« Pasolini en clair-obscur » à la Villa Sauber, Monaco ou « L’attente d’une renaissance » par Corinne Rondeau

L’attente d’une renaissance

À la Villa Sauber du NMNM, la première partie de l’exposition Pasolini en clair-obscur met en scène l’influence de l’art pictural dans le cinéma de Pier Paolo Pasolini. Passion clairement identifiée par l’historien de l’art Roberto Longhi, qu’un dessin au fusain du cinéaste représente de profil en quelques traits. PPP a suivi ses cours à l’université de Bologne en 1941-1942. Son second film, Mamma Roma (1962) lui est dédié, sans doute en souvenir de son génie à rendre éloquent un art muet, à l’image du cadrage du corps mort d’Ettore, palimpseste de La Lamentation sur le Christ mort de Mantegna.

Peu d’œuvres originales, mais des projections en diptyque : extrait + reproduction de peintures. Ce choix de dispositif conduit cinéma et peinture à s’exposer comme arts de la surface. Indépendamment de la question budgétaire et de l’impossibilité de déplacer des fresques comme La Déposition de Pontormo, vouloir nous confronter à des images qui ne font que passer comme toutes les images de notre temps n’est pas sans pertinence, tout comme la frustration d’en arrêter aucune est notre réalité. Un art de la surface confronté à la représentation des corps, obsession du cinéma de PPP avec sa manière toujours renouvelée de les faire saillir de douleur, dans leur nudité, en suavité, en burlesque sans complexe, en sainteté…

Lorsque le commissaire Guillaume de Sardes enquête sur les emprunts de Pasolini, représentations de tableaux utilisées à l’unisson de l’espace et des corps mis en scène, il démontre sans doute, mais aussi rejoue dans l’exposition, l’entre-deux-images des tensions chères à PPP : intégrer le passé (peinture d’un temps historique) dans un passé nouveau (processus du cinéma qui a besoin du passé pour se développer dans la durée), contaminer les tableaux vivants par les corps figés des toiles et des fresques afin d’en projeter la coexistence. On retrouve l’idée dans l’installation de Fabio Mauri, grand ami de PPP, avec qui il fonde au début des années 1940 une revue, Il Setaccio, contre le PNF (Partito Nazionale Fascista). Intellecttuale. Il Vangelo Secondo Matteo di/su Pier Paolo Pasolini de 1975 est la projection de L’Évangile selon saint Matthieu (1964) sur la poitrine du cinéaste recouverte d’une chemise blanche. Si le corps respirant sous l’image mobile était un écran vivant, désormais la chemise fait office de linceul.

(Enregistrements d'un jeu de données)

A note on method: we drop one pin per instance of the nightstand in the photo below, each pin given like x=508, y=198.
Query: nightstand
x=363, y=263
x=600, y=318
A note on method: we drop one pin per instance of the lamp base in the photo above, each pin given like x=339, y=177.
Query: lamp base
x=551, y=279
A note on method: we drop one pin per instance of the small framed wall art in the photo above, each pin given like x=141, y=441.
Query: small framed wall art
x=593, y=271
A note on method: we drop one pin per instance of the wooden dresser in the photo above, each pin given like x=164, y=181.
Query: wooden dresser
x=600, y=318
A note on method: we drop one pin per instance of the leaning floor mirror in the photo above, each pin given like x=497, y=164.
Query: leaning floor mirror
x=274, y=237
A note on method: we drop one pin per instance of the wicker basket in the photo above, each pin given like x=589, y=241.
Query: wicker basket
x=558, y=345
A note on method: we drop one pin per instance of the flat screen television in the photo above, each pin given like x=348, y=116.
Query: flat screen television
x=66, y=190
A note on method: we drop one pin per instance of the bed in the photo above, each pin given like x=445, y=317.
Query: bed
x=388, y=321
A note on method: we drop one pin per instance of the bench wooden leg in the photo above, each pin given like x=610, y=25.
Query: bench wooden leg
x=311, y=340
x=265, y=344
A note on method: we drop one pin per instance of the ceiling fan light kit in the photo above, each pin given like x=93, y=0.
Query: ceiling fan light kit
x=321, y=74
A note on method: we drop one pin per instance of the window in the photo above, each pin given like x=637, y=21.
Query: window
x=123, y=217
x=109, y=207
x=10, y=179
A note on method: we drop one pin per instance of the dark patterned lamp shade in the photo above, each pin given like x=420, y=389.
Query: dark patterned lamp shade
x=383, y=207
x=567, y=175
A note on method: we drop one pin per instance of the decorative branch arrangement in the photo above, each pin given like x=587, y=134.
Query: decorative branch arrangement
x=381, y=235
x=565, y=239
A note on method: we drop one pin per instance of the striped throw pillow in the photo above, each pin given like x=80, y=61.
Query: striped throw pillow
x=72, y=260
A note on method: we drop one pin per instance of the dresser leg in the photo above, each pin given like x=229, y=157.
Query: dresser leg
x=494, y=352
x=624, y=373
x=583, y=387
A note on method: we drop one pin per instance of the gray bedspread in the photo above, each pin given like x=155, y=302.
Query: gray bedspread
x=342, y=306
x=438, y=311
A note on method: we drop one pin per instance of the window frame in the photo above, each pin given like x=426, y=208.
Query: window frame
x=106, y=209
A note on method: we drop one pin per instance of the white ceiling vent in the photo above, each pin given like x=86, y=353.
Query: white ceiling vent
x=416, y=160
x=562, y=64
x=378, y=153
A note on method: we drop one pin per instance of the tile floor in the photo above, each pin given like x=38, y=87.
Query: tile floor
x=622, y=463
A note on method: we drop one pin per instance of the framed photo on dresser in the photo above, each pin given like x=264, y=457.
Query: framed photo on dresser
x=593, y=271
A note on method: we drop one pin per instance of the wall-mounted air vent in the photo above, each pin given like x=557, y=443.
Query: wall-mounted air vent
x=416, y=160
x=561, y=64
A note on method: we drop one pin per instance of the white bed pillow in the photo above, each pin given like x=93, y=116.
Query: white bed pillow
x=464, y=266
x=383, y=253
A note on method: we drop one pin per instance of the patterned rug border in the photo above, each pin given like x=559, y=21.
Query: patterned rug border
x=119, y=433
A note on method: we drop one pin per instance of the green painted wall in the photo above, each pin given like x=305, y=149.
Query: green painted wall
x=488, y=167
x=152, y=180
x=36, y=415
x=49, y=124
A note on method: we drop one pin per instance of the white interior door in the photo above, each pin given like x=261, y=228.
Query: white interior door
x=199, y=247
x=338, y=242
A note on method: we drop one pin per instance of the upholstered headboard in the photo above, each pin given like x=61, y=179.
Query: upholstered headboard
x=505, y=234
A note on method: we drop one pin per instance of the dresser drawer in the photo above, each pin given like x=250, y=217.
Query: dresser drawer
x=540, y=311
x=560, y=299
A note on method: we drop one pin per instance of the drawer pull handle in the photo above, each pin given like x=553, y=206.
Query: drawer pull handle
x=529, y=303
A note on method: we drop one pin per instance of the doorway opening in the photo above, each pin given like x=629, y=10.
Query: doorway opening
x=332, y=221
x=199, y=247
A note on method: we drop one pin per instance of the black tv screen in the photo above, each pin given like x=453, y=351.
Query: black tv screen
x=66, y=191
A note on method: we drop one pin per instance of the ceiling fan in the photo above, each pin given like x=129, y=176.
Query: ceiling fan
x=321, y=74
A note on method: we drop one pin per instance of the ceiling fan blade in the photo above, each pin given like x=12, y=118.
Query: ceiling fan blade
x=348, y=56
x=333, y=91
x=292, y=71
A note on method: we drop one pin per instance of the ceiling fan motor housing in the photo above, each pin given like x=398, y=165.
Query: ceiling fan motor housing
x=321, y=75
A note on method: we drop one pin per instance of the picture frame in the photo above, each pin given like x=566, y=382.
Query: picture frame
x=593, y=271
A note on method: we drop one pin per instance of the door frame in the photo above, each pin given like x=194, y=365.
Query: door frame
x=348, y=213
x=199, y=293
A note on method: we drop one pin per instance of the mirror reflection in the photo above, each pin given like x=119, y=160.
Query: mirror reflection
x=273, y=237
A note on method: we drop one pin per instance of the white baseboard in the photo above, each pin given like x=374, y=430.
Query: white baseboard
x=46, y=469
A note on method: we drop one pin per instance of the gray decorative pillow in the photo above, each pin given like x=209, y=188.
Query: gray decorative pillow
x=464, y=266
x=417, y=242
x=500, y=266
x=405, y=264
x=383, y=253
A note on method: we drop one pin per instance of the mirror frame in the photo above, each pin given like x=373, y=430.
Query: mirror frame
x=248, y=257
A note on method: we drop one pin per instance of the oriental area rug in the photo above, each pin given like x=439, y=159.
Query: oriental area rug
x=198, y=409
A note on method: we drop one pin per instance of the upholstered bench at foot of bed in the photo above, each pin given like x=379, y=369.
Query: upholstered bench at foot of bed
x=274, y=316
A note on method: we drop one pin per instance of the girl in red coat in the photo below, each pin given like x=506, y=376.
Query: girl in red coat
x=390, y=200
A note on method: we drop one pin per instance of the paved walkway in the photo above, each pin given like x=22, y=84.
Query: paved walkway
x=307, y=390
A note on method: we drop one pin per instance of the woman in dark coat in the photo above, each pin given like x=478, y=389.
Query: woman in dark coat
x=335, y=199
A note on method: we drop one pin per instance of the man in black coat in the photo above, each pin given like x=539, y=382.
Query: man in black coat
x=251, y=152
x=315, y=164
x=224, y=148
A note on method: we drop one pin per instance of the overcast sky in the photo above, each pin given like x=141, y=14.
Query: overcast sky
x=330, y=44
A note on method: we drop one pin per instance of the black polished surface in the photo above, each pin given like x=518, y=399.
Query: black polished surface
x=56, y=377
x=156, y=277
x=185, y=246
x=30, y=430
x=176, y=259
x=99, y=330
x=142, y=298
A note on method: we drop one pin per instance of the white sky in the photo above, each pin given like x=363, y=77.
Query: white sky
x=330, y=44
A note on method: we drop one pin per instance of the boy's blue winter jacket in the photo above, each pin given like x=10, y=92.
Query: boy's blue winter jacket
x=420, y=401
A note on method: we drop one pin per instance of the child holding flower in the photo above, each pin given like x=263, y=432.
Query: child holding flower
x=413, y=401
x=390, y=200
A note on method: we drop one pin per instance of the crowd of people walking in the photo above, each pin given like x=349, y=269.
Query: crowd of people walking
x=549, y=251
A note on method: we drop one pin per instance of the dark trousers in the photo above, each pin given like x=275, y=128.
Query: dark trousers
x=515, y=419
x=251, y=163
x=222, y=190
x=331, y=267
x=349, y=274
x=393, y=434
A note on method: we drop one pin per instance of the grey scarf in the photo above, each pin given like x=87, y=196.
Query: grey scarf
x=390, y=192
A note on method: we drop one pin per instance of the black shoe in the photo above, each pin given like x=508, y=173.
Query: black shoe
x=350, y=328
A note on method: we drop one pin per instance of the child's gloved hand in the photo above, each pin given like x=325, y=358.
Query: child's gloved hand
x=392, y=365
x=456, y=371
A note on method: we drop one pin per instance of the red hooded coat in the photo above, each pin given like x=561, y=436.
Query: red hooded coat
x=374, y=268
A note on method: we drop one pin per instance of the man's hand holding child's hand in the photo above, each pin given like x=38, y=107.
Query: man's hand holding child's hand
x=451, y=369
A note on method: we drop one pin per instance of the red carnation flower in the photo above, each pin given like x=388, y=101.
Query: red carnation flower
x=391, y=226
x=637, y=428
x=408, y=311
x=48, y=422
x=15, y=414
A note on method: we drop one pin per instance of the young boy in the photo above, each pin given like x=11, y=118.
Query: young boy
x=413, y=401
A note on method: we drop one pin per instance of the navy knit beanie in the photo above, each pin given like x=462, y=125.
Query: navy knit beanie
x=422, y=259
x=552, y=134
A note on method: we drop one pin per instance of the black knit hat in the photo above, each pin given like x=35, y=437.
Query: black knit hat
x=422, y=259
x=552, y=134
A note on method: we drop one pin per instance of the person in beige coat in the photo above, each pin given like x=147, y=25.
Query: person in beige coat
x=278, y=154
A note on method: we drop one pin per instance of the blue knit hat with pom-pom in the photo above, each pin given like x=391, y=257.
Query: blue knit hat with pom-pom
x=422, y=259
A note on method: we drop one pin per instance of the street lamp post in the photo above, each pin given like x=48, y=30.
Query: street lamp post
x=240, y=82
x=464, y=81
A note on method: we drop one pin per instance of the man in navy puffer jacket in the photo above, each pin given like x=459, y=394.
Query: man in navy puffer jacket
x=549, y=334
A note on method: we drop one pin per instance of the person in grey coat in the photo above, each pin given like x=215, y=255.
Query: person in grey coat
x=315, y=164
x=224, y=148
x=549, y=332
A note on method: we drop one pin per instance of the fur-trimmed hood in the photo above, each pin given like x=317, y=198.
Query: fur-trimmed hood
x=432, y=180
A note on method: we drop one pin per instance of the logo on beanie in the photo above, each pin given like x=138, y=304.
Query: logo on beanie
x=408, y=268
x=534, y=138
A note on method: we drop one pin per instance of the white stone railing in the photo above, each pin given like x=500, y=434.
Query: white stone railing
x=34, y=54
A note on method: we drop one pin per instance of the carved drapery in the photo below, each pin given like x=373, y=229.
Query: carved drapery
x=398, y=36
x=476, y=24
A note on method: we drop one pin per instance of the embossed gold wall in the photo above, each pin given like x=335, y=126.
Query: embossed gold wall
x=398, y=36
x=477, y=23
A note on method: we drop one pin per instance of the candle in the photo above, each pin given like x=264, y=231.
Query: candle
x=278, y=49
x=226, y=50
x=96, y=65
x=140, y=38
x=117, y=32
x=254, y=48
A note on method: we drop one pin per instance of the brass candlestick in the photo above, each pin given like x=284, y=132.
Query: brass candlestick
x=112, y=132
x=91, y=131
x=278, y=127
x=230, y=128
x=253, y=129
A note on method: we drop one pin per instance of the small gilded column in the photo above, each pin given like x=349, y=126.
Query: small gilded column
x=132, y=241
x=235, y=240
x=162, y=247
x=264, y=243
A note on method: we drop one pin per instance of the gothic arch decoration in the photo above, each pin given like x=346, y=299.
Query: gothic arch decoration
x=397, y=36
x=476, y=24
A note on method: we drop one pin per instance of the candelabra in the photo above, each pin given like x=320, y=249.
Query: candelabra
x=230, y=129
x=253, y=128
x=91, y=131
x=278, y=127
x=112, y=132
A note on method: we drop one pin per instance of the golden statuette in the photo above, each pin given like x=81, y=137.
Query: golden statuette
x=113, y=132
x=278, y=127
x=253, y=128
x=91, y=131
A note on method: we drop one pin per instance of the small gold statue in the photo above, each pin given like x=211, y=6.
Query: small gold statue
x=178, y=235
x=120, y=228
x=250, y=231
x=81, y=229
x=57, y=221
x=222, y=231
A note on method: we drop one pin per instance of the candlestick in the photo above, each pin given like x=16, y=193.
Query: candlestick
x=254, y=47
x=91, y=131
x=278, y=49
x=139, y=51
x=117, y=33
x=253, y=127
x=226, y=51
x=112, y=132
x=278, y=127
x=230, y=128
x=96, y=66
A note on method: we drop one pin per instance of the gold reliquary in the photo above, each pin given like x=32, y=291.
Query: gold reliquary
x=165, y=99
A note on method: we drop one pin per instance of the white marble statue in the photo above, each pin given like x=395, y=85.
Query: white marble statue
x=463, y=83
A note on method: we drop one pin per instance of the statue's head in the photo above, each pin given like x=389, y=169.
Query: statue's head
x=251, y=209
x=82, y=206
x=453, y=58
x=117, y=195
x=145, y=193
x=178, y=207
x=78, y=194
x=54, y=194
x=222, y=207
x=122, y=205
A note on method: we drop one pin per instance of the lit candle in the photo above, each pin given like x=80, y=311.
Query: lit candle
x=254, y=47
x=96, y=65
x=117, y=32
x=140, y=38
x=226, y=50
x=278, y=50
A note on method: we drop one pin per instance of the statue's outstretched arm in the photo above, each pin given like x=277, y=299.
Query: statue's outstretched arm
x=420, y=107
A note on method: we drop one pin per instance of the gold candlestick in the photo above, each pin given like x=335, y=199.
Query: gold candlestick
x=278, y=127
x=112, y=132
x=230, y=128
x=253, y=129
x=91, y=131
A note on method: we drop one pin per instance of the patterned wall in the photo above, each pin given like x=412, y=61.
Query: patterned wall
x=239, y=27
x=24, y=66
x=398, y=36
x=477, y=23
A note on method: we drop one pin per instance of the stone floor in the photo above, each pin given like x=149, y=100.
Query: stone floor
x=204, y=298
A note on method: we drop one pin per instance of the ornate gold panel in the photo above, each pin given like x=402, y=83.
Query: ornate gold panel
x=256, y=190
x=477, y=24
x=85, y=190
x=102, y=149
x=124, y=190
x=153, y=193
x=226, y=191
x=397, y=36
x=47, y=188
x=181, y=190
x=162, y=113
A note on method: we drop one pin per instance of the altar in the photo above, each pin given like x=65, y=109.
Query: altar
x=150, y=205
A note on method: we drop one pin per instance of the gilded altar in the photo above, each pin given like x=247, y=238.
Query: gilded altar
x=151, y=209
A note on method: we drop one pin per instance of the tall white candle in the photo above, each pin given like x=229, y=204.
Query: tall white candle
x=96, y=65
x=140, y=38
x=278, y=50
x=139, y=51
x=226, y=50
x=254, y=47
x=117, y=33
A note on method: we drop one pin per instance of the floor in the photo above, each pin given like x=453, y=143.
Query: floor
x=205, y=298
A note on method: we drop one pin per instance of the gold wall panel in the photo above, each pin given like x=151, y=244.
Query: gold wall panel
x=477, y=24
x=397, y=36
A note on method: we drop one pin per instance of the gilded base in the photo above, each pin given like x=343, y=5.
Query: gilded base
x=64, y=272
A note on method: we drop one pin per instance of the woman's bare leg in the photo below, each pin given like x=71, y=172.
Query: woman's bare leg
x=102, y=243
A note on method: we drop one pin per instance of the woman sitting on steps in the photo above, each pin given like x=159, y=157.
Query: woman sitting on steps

## ÉNONCÉ 1
D'après le texte sur l'exposition Pasolini à la Villa Sauber, qui est le commissaire de cette exposition ?
## ÉNONCÉ 2
Reprends le texte sur l'exposition Pasolini à la Villa Sauber là où il s'arrête, et poursuis-le.

## RÉPONSE RÉDIGÉE 1
Guillaume de Sardes.

## RÉPONSE RÉDIGÉE 2
Que ce soit Accatone (Morandi), La Ricotta (Pontormo), Théorème (Bacon), Le Décaméron (Giotto), Salo ou les 120 journées de Sodome (Léger), et bien d’autres… le mimétisme de PPP s’expose entre passion et ressuscitation de l’image. Un peu comme les maniéristes avaient enterré de leurs lignes serpentines leurs pères renaissants. Les petits-fils baroques reviendront en force pour revendiquer en clair-obscur une époque où les contraires, les doutes et les incertitudes, étaient la condition d’une nouvelle harmonie. Le mimétisme est aussi un acte fondateur du poète : tenter de dissoudre sa propre identité dans des figures du passé et de remplir d’un autre corps, peut-être à venir, la surface de la feuille comme de la pellicule.

 

Ce rapport de temporalités est manifeste dans La Rabbia (1963), entre le « stupide monde antique » et le « féroce monde futur », expression de la tension du présent pour PPP, objet de critiques acerbes sur la transformation de la société, les nerfs et la bile de sa vie intellectuelle. Le rapport au présent n’est pas seulement porté par une nostalgie maladive, il vient de la poésie, de la langue qui, si elle fait obstinément rempart aux assauts de la marchandisation des corps et d’une jeunesse malheureuse, reste un lien fondamental avec la réalité. La rage de Pasolini a masqué une opération de renaissance et l’a sans doute empêché de s’y abandonner lui-même pour être un fils, éternel Œdipe. Son premier poème Le Rossignol de l’Église catholique (1943) parle aux premières lignes de Casarsa. Casarsa della Delizia – la maison brûlée de délices – région du Frioul vénitien d’où est originaire sa mère, dont les paysages illuminent sa poésie. Cet homme à l’origine perdue, viscéralement ancrée sur un territoire d’enfance, l’artiste Regina Demina le met dans son ventre. Film produit par le NMNM, comme deux autres vidéos (de Charles de Meaux et Alain Fleischer) à l’étage, pour une seconde partie contemporaine représentée par une vingtaine d’artistes. Deux étages à deux temps.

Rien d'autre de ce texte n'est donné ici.